Detect phone rotation in Javascript Windows Phone mobile application - javascript

I am writing a mobile application for Windows Phone in HTML5. I want to detect the phone's rotation around the z-axis (I mean the rotation that is used for example in Doodle jump to make the character jump to the left or to the right).
In my application, a line that is vertical in the screen must remain vertical (absolute position in the real world) if I rotate the screen to the left or to the right. To accomplish this, I use the relative values of the angle: each time the screen is rotated a little, I rotate the points of the line by the same amount, but negative.
This works PERFECTLY if the phone is laying on a table or almost horizontal, but the behaviour is much less precise if for example I watch the phone in front of me. Anyway this is not a big problem of course because most users watch the phone from up to down, but a game like doodle jump behaves perfectly also in this situation.
Here is part of the code:
window.addEventListener("deviceorientation", handleOrientation, true);
function handleOrientation(event) {
alphaDiff = Math.floor(event.alpha) - alphaOld;
alphaOld = Math.floor(event.alpha);
//Rotation of the vertical line (x1,y1) - (x2,y2) around the center of the screen
var newPoint = rotate(225, 400, x1, y1, alphaDiff);
x1 = newPoint[0];
y1 = newPoint[1];
newPoint = rotate(225, 400, x2, y2, alphaDiff);
x2 = newPoint[0];
y2 = newPoint[1];
}
function rotate(cx, cy, x, y, angle) {
var radians = (Math.PI / 180) * angle;
cos = Math.cos(radians);
sin = Math.sin(radians);
nx = (cos * (x - cx)) - (sin * (y - cy)) + cx;
ny = (sin * (x - cx)) + (cos * (y - cy)) + cy;
return [nx, ny];
}

Have you tried beta (for the x-axis) or gamma (for the y-axis)?
e.g.
function handleOrientation(event) {
var absolute = event.absolute;
var alpha = event.alpha; // z-axis
var beta = event.beta; // x-axis
var gamma = event.gamma; // y-axis
// Do stuff with the new orientation data
}
Orientation Values Explained
The value reported for each axis indicates the amount of rotation around a given axis in reference to a standard coordinate frame.

WHAT TO DO:
a: Copy word for word the part of the phone-rotation thread starting with "Detect phone rotation" and going on through "amount, but negative.".
b: Resume the thread on detecting phone rotation in a Windows Phone JavaScript app, picking up right after its final sentence.

DATA EXCERPT:
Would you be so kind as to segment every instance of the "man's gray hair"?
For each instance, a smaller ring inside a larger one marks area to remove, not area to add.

RESULTS BY TASK:
a:
Detect phone rotation in Javascript Windows Phone mobile application - javascript

I am writing a mobile application for Windows Phone in HTML5. I want to detect the phone's rotation around the z-axis (I mean the rotation that is used for example in Doodle jump to make the character jump to the left or to the right).
In my application, a line that is vertical in the screen must remain vertical (absolute position in the real world) if I rotate the screen to the left or to the right. To accomplish this, I use the relative values of the angle: each time the screen is rotated a little, I rotate the points of the line by the same amount, but negative.

b:
The DeviceOrientationEvent.alpha value represents the motion of the device around the z-axis, represented in degrees with values ranging from 0 to 360.
The DeviceOrientationEvent.beta value represents the motion of the device around the x-axis, represented in degrees with values ranging from -180 to 180. This represents a front to back motion of the device.
The DeviceOrientationEvent.gamma value represents the motion of the device around the y-axis, represented in degrees with values ranging from -90 to 90. This represents a left to right motion of the device.
It also worth checking browser compatibility for this API.
As well as deviceorientation, you can check compassneedscalibration and devicemotion. For more details on deviceorientation see MDN.

A combination of beta and gamma seems to give pretty good results.
Basically, I normalize the values to a specific range and get the ratio.
window.addEventListener("deviceorientation", function(event){
var b = Math.abs(event.beta)/90;
if(b>1) b = 2-b;
var g = event.gamma/90;
if(Math.abs(event.beta)>90) g = -g;
var x = g/Math.max(0.25,b);
});
The final value is in x, positive means right, negative means left.
It works with the phone held horizontally or at any angle facing you.
Update: To make the detection work in a vertical position, the code calculates how much the phone is leaning and to which direction.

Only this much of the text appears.